= What is required =
In the records below, begin at the line that has "Exercise. Point out each instance of the geometric" and stop after the line that has "Exercise. Point out each instance of the coffee table"; quote those lines verbatim and nothing more.

Dataset entries
* * * * *

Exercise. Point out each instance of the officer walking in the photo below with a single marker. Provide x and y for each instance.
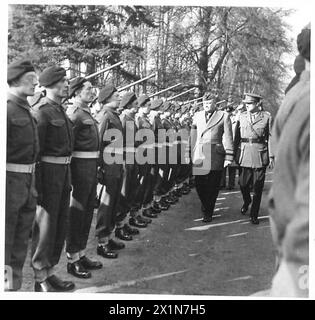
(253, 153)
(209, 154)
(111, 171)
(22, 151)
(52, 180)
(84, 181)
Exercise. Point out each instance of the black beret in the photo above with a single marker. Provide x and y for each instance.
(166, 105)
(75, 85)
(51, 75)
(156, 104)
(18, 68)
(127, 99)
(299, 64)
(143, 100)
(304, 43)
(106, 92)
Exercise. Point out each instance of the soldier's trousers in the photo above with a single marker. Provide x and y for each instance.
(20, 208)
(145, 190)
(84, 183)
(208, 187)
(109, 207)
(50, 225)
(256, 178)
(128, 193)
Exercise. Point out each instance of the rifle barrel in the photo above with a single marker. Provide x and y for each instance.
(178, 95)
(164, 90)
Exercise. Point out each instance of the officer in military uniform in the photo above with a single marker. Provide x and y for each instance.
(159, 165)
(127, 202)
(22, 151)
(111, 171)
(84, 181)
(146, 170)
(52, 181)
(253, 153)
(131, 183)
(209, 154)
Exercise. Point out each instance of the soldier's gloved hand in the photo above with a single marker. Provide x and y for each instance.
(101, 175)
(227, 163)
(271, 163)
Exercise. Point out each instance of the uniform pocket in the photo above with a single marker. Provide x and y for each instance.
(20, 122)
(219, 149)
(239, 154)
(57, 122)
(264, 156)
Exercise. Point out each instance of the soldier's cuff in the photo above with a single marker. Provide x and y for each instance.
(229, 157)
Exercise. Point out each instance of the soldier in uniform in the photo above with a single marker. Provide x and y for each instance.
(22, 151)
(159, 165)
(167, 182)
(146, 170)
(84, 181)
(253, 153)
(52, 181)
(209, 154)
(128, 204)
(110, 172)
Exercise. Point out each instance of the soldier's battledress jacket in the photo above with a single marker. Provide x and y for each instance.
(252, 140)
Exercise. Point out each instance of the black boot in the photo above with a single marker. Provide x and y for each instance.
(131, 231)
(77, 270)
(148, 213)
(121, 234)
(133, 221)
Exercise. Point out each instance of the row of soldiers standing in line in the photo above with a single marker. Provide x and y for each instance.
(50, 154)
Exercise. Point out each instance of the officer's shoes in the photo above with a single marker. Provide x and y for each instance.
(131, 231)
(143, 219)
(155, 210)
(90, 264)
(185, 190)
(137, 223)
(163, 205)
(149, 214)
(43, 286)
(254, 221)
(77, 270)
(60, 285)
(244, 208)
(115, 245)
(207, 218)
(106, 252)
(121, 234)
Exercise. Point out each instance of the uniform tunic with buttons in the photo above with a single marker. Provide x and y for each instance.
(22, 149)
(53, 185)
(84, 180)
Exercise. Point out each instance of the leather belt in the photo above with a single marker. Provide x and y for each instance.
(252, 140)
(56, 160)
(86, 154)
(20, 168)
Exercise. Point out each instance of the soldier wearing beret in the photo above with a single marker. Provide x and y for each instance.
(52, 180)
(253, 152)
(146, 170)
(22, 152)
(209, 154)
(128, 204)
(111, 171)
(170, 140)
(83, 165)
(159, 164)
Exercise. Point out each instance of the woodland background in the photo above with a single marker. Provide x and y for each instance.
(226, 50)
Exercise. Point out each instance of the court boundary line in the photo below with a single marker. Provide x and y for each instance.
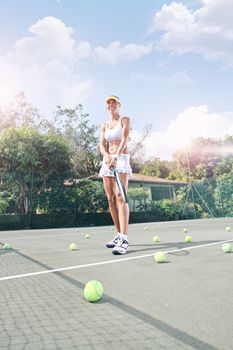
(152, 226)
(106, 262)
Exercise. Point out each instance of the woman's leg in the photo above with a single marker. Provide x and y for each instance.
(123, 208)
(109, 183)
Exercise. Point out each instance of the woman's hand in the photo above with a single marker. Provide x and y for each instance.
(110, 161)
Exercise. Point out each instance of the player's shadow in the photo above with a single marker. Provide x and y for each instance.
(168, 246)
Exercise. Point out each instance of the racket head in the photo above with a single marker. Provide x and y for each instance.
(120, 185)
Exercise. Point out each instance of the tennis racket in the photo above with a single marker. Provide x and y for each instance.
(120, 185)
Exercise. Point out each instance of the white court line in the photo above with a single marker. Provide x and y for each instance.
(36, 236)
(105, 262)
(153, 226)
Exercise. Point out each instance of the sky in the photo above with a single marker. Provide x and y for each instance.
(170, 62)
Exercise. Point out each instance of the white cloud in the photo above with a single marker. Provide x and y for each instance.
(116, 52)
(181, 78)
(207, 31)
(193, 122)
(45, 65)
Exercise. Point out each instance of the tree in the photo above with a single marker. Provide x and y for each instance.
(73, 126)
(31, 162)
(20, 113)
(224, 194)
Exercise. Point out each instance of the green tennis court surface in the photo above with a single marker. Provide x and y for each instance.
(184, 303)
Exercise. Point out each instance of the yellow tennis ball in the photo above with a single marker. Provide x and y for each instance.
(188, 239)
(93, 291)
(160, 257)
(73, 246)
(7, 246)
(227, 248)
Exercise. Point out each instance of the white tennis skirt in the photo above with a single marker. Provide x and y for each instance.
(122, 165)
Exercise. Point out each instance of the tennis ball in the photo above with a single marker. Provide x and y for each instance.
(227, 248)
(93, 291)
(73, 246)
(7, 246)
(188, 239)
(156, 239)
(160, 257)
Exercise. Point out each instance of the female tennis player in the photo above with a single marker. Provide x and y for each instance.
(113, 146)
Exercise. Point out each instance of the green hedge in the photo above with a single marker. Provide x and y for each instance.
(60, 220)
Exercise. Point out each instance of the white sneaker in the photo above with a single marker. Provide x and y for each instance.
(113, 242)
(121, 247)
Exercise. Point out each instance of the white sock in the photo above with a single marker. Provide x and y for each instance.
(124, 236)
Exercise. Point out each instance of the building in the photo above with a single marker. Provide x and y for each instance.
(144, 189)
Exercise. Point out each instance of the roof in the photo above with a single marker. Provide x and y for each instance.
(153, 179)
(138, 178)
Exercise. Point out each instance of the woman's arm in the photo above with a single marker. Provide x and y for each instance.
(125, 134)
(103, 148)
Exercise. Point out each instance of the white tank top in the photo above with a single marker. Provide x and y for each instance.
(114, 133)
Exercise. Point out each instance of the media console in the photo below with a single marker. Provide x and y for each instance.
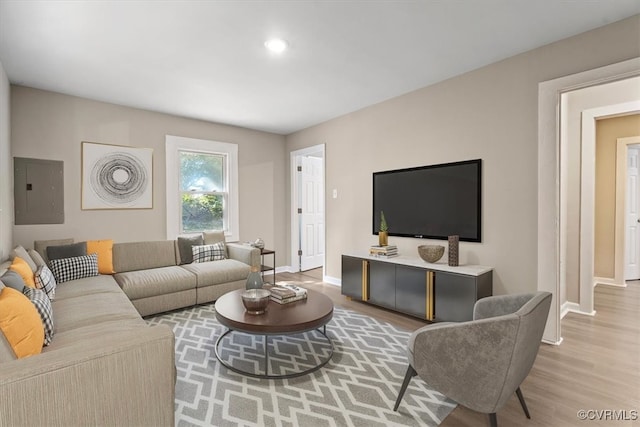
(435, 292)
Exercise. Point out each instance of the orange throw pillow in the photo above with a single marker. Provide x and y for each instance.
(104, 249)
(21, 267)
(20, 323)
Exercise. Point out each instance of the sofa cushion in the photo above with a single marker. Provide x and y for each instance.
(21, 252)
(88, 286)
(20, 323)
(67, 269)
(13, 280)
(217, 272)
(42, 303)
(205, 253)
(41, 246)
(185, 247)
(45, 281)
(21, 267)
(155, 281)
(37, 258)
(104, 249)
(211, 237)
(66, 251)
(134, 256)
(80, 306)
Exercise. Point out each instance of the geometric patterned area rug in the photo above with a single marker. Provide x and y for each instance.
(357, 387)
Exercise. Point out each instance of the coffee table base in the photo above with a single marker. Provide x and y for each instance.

* * * * *

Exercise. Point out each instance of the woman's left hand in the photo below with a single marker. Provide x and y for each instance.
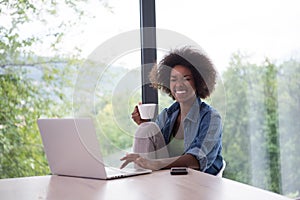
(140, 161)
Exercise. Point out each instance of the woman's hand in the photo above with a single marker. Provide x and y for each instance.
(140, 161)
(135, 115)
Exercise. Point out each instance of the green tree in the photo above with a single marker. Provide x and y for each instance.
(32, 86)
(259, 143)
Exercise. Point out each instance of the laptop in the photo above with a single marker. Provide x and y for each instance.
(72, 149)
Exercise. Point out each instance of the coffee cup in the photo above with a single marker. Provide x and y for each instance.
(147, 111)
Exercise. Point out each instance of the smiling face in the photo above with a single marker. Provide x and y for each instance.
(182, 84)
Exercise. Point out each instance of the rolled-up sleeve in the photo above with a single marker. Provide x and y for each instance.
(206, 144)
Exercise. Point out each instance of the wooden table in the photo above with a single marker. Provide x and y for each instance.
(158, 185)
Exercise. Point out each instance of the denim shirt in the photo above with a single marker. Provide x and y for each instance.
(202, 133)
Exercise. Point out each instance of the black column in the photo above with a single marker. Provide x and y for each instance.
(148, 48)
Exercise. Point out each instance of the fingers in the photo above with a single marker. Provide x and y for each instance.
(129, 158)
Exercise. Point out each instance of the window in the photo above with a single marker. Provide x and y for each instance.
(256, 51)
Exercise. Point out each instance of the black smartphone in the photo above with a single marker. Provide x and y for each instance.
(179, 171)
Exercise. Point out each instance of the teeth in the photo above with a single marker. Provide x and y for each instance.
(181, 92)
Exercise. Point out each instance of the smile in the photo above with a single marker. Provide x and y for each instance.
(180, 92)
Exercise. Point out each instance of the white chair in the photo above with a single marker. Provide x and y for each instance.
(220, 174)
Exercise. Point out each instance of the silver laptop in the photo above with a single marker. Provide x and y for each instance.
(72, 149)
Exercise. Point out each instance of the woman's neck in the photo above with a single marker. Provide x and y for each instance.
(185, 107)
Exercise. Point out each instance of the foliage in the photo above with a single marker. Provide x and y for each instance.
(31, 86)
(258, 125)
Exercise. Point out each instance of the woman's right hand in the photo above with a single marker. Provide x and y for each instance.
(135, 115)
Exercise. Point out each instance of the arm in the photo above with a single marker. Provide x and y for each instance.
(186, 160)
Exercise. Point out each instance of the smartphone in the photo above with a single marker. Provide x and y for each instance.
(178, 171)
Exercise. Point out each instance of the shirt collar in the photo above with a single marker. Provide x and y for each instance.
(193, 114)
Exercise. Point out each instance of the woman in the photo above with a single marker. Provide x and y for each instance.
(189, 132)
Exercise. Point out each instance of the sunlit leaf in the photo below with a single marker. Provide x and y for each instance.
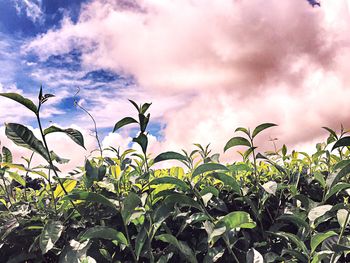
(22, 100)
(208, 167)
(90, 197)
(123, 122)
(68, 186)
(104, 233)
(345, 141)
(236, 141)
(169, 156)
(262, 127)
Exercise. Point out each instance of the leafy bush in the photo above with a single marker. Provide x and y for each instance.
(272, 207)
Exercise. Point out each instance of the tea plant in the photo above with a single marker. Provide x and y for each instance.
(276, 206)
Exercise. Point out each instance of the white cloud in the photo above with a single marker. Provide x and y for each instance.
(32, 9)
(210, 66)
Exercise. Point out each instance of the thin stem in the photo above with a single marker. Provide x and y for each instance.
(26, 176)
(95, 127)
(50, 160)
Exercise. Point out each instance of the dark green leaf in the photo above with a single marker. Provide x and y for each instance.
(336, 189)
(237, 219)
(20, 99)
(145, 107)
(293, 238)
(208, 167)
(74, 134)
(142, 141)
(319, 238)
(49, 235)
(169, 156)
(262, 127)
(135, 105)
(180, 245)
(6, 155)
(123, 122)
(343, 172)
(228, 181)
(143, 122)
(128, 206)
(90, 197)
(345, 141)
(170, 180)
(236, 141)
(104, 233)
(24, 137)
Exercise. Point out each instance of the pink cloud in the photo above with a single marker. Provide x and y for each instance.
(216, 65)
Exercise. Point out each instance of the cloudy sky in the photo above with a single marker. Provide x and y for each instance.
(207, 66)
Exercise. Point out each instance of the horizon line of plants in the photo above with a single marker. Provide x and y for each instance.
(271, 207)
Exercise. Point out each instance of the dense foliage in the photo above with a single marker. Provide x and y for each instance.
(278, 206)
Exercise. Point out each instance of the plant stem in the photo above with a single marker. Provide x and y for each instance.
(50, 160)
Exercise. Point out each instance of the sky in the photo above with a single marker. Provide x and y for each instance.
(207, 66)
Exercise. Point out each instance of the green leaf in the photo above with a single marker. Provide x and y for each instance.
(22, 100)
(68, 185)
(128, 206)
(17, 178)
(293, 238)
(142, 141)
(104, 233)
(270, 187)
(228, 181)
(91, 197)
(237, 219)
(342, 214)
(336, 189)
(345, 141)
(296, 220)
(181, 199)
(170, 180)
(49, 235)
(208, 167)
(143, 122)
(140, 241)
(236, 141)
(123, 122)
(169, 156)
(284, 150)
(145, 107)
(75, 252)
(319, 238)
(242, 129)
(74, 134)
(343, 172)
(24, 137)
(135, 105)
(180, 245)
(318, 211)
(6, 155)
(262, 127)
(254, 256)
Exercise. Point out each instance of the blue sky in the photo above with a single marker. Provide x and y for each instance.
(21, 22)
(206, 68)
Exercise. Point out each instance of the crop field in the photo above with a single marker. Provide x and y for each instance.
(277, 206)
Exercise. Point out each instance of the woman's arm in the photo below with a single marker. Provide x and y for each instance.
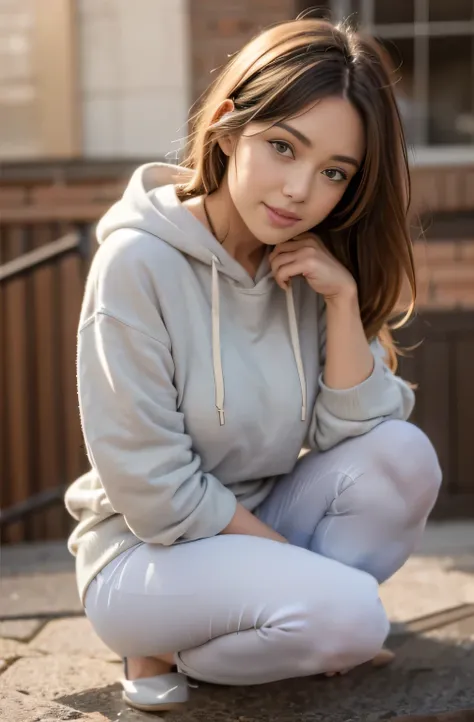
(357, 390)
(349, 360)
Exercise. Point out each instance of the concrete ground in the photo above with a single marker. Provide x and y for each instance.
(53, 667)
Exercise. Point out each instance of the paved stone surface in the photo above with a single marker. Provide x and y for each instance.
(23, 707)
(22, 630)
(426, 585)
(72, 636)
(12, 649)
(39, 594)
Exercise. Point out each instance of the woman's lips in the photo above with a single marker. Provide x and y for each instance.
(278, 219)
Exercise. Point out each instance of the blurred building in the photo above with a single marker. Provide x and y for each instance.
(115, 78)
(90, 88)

* * * * *

= Expected answer =
Exercise. Point out each instance of the geometric patterned area rug in the photo above with a single marker. Provide x and y for each instance.
(357, 387)
Exercise. Point out each instance of the coffee table base in the photo above with a single marker. Provide x and y for each instance.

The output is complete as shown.